• **TASK INSTRUCTIONS**
Write out exactly, with no other output, the lines below from the one that contains "Question. For each instance of the black and" through the end.

━━━━━ GIVEN DATA

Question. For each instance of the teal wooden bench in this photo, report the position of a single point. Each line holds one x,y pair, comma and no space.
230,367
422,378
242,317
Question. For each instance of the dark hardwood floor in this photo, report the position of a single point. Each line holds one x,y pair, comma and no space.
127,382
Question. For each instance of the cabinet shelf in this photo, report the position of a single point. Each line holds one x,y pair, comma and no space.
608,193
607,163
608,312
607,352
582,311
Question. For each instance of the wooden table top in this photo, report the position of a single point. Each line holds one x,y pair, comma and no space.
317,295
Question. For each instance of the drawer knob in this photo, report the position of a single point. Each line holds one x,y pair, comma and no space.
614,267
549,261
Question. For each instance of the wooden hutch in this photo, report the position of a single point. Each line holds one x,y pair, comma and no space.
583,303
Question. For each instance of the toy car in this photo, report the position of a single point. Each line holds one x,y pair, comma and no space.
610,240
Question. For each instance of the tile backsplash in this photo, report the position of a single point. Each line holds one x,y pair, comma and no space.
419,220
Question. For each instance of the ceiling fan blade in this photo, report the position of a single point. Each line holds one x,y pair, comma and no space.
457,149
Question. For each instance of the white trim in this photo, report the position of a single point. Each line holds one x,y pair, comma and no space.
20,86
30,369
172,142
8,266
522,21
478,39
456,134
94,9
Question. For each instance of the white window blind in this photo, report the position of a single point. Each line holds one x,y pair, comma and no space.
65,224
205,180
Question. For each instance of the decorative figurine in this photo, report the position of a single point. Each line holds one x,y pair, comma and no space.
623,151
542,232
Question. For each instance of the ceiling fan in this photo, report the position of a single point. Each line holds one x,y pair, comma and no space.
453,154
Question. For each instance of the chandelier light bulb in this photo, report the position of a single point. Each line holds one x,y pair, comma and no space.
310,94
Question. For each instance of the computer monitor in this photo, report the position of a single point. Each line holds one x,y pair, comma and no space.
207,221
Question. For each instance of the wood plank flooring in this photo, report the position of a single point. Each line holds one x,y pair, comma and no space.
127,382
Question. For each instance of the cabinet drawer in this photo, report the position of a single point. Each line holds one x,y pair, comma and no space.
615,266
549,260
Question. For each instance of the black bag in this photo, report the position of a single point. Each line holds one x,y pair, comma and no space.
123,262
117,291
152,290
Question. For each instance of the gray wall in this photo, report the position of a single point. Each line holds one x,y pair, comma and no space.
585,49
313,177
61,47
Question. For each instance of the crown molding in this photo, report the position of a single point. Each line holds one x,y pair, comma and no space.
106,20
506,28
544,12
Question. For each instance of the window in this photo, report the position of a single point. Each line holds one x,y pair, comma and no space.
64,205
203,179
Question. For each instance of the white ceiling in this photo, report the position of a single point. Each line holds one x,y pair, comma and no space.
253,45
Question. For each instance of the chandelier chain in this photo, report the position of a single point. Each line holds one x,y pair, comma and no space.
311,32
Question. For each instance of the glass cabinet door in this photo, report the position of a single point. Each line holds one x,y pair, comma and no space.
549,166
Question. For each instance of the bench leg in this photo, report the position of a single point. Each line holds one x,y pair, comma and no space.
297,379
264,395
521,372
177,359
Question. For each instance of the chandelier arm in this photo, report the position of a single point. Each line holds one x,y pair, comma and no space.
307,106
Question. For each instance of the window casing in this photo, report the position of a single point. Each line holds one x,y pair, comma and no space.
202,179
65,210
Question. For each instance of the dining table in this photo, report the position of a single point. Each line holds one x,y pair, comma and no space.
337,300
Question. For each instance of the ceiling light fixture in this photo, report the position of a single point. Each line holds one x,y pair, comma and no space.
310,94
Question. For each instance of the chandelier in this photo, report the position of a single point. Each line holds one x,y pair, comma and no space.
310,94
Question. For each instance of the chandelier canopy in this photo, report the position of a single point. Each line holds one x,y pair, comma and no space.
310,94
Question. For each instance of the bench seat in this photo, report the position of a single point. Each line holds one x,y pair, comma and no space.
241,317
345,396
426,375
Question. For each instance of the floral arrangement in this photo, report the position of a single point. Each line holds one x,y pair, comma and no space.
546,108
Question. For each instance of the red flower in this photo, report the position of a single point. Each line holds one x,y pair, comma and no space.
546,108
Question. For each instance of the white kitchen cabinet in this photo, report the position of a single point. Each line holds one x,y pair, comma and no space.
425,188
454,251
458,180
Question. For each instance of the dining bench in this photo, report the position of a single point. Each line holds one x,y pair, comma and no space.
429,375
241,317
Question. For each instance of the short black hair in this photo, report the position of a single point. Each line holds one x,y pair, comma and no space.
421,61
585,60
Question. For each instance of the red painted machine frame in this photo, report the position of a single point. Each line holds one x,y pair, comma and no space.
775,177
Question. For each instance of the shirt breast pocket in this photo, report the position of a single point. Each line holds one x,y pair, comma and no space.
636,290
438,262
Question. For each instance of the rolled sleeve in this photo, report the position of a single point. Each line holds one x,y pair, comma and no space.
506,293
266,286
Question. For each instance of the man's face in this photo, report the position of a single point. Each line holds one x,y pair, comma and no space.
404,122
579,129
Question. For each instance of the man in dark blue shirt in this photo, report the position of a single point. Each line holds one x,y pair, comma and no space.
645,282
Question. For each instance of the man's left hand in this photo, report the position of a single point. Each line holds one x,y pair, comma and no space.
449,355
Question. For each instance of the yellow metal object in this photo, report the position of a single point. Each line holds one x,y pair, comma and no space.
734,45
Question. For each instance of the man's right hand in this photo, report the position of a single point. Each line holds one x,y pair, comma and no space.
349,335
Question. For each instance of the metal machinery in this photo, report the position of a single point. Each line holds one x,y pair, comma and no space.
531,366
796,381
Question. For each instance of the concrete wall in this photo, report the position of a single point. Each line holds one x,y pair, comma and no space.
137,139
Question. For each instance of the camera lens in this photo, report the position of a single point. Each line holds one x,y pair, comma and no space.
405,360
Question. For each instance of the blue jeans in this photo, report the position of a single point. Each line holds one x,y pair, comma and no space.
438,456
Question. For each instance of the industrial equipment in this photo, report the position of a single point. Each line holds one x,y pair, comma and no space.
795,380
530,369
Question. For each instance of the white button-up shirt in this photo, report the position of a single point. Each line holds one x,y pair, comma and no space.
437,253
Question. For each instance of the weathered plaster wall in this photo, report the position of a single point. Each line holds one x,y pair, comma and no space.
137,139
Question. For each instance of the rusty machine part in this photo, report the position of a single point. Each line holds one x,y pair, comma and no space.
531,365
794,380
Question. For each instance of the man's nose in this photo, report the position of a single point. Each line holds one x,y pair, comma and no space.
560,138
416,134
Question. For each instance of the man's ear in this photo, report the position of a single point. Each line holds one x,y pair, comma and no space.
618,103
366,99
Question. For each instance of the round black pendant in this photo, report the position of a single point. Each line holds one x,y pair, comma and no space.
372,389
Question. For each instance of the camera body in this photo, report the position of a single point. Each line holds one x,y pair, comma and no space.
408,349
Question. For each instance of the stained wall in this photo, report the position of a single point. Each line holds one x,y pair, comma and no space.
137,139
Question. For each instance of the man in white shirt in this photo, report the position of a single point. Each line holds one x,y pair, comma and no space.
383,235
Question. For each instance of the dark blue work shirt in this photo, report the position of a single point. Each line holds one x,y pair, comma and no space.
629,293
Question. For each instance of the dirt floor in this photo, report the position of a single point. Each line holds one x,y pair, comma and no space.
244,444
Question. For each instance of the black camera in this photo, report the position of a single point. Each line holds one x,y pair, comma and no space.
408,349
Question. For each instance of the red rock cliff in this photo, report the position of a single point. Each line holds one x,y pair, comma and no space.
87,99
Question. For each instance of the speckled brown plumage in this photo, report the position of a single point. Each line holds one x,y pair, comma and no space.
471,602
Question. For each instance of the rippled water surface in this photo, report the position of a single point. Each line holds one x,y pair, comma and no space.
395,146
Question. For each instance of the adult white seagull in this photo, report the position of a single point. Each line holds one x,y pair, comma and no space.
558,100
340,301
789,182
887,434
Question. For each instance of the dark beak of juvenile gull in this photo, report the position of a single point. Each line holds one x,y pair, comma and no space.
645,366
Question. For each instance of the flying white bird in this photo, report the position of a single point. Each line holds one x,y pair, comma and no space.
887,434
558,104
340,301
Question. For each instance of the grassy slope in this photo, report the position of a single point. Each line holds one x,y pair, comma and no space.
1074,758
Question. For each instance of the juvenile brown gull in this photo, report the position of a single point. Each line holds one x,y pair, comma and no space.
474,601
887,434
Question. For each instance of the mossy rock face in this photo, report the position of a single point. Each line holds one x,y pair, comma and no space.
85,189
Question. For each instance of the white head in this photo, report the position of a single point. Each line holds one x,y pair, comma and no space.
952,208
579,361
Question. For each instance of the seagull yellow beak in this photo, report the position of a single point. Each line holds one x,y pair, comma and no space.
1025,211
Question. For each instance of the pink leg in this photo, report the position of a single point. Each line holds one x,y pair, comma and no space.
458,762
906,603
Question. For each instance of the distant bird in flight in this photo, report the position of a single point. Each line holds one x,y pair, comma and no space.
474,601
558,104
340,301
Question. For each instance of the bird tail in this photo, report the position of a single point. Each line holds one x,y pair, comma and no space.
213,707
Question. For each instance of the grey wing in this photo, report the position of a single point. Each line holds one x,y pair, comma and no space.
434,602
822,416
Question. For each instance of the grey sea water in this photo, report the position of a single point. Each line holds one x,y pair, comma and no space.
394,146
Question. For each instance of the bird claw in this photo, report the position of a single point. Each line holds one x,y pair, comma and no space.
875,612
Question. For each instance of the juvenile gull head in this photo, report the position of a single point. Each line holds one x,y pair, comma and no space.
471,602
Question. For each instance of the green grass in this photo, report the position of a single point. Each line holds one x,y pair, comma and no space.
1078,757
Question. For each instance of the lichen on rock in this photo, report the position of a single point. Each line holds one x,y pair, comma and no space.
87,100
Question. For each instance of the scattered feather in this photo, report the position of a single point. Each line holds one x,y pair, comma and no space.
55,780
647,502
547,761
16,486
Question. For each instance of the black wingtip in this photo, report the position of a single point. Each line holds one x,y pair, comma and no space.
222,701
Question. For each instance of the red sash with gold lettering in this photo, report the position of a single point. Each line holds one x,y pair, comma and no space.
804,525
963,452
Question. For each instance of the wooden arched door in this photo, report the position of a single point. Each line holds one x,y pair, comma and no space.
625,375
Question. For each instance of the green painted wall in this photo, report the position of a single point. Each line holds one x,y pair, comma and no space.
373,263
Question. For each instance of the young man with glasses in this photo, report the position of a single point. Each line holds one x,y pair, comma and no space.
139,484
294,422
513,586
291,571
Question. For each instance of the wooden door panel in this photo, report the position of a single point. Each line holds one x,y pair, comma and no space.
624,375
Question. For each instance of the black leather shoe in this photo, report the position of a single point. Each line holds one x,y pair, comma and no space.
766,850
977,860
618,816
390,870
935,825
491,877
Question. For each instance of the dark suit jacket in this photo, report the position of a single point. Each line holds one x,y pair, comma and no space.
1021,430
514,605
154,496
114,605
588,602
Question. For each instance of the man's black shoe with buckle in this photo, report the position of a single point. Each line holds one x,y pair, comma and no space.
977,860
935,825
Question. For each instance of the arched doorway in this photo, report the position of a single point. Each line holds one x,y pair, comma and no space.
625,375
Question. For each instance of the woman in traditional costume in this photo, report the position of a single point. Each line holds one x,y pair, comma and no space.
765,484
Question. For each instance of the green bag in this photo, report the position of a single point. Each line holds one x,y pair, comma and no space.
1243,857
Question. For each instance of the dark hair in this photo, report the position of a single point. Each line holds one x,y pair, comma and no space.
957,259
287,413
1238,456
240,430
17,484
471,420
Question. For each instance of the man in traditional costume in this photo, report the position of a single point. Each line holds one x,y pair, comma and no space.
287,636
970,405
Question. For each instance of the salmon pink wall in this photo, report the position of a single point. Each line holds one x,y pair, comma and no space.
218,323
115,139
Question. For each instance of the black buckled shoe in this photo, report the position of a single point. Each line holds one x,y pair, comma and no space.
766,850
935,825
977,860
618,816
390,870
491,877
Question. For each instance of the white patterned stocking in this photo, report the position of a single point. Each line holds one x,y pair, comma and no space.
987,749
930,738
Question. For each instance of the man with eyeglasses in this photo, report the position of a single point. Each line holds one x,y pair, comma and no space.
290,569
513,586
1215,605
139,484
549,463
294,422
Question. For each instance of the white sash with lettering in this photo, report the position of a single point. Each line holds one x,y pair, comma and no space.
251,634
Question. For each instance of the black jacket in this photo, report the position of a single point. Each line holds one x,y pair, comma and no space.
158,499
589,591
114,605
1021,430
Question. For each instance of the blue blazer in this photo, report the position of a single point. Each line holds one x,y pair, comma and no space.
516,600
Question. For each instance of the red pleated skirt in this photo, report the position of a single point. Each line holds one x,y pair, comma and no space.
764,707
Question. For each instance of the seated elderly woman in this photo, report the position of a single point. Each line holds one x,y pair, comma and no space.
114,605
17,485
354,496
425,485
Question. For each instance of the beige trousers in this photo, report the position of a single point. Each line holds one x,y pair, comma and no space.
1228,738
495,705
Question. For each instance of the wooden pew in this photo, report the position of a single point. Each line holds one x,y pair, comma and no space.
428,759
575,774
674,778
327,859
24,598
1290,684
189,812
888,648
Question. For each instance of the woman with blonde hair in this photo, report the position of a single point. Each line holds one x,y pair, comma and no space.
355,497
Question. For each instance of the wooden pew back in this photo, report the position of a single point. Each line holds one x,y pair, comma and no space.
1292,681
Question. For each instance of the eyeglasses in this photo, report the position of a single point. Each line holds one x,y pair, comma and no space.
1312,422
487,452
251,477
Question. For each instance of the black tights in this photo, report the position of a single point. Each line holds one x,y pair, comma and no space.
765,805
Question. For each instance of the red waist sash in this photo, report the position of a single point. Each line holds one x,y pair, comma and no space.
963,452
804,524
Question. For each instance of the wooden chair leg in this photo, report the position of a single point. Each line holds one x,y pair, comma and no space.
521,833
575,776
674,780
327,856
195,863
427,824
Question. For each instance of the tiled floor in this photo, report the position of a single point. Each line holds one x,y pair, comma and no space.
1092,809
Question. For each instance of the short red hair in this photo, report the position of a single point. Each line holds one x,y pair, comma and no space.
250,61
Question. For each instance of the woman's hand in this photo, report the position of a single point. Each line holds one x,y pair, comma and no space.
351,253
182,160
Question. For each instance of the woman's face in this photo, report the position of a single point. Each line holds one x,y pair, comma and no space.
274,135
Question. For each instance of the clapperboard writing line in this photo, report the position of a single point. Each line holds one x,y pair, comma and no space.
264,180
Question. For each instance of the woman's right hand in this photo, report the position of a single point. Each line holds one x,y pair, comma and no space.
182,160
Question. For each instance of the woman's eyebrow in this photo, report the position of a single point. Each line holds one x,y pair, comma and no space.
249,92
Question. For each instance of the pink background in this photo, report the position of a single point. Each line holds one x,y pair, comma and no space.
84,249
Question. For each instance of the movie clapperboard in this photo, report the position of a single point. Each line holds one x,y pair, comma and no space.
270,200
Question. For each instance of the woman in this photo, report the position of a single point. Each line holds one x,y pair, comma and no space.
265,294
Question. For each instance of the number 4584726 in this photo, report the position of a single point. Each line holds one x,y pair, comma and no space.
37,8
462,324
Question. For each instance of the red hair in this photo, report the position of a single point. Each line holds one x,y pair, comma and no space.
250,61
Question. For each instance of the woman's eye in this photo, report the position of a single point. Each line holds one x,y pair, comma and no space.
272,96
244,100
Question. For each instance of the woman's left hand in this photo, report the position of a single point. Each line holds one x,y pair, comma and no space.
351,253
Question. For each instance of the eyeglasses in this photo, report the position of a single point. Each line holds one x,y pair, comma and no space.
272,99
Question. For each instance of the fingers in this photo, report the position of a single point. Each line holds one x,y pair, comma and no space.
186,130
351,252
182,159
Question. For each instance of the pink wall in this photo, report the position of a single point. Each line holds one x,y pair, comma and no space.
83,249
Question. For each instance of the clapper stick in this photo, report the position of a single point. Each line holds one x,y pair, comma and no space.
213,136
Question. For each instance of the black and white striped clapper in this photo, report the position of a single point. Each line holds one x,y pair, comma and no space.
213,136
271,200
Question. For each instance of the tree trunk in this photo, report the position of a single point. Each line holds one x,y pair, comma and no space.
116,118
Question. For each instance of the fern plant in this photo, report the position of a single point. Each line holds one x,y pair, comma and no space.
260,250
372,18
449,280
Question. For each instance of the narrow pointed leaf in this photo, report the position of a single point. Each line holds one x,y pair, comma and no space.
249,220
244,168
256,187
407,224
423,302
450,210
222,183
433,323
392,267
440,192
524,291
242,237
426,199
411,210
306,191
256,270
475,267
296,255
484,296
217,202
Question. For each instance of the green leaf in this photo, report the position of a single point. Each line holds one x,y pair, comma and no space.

━━━━━━━━━━

• **EXERCISE ANSWER**
Question. For each instance of the black and white striped clapper in this photo, report the position of a single point. Each line holds one x,y pair, comma and no space.
213,136
271,200
Question. For each instance of the tree trunk in this photo, report the position of a single point. Each line holds one x,y pair, comma and no space.
116,118
Question. For each instance of the fern plant in this photo, report the position of a single point. Each line holds one x,y pair, comma and no space.
260,250
372,18
449,280
Question. For each instance of the narrow pointed leaf in this photo, report the position of a single point. Each line holds one x,y pair, comma and no space.
249,220
244,168
256,187
407,224
423,302
450,210
222,183
433,323
392,267
440,192
524,291
242,237
426,199
411,210
306,191
256,270
475,267
296,255
484,296
217,202
Question. For each instance of the green leaf in this photo, report the position of a single point. Each line holds one x,y pair, comma and no space.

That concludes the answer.